Continue the biography of the photographer Christian von Alvensleben below from where it stops.
____ Reading passage
German photographer (born 1941)

Christian von Alvensleben (born 1941) is a German photographer.

==Life and work==
Christian von Alvensleben was born in Munich, and took his first photos with a Kodak box camera from a US care parcel when he was 11. These were followed by photos for the school newspaper. As an 18-year-old schoolboy he travelled to France in order to improve his language skills in preparation for his school-leaving examinations. In Montjustin in Provence he met the young German author Hubert Fichte. The photos taken on that one day were exhibited in the Deichtorhallen in Hamburg in 2005 and are now part of the Hubert-Fichte Foundation.

In 1962 he travelled to Mozambique where he took photographs of big game and the respective hunters. The work titled Die Spur des Leoparden / Kaliber .378 was shown at the photokina exhibition in 1993.. He attended the London Polytechnic from 1964 onwards. After this he became assistant to the photographer Karl-Heinz von Ludwig/Ali Khan in Munich. Since 1968 he has been working as a freelance photographer with his own studio in Hamburg. The pictures for the social democrat party's print media advertisements for the election campaign were among his first major works. His photograph Der Sonnenschein of a nude lady with a full figure and a sunshade on the beach for an advertisement for the film manufacturer Fujifilm became world famous in 1972; Time magazine devoted a whole page to the photo, and today the motif is one of the Bilder im Kopf (Images in the mind's eye) (Deutsches Presse-Museum, Deutsches Zeitungsmuseum).
________
____ Exercise data
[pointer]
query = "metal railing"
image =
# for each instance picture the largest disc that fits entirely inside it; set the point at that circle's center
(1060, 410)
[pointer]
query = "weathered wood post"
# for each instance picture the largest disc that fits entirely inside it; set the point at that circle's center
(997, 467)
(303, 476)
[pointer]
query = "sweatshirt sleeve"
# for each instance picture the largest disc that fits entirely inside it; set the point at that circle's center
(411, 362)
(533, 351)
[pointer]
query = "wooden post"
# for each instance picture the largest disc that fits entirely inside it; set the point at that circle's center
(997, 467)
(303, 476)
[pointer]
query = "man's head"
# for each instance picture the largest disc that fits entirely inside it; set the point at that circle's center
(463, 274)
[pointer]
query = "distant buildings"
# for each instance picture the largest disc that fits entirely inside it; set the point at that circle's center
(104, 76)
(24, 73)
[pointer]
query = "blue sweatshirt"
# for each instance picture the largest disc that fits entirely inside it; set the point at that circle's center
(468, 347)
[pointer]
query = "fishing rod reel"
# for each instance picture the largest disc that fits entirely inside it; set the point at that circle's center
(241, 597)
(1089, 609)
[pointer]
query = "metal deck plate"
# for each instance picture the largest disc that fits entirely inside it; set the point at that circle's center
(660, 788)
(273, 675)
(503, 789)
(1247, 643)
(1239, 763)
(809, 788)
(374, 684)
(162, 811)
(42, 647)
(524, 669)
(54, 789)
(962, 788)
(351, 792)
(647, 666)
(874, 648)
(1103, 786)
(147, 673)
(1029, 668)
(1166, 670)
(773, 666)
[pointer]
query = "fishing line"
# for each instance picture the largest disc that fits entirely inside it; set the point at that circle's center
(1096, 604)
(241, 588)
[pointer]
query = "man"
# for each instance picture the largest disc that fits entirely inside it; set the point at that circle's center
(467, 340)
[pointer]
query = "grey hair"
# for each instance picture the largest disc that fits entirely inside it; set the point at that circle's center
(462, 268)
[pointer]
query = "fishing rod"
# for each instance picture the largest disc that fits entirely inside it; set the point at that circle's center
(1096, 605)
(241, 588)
________
* _Exercise result_
This was followed by international editorials and advertising productions in architecture, interior design, fashion, beauty, food, people, still-life and transportation.

Christian von Alvensleben portrays industrial managers, actors, sportsmen and women, musicians, politicians, fashion designers and TV stars. In addition to numerous photo illustrations for the books of chefs and bon vivants such as Alfons Schuhbeck, Alfred Biolek, Christiane Herzog, Bruno Bruni and 'Food in Vogue' / Condé Nast, Christian von Alvensleben created a work in 1992 entitled the 'Apocalyptic Menu' for which he received several renowned prizes. Many of his almost always avant-garde works appear in magazines including Architektur & Wohnen, Dance Magazine, Der Feinschmecker, FAZ, GEO, Max, Merian, Der Spiegel, Stern, Vanity Fair US, Vogue Braut, Vogue Casa, Vogue Deutsch, Vogue Pelle, and Die Zeit.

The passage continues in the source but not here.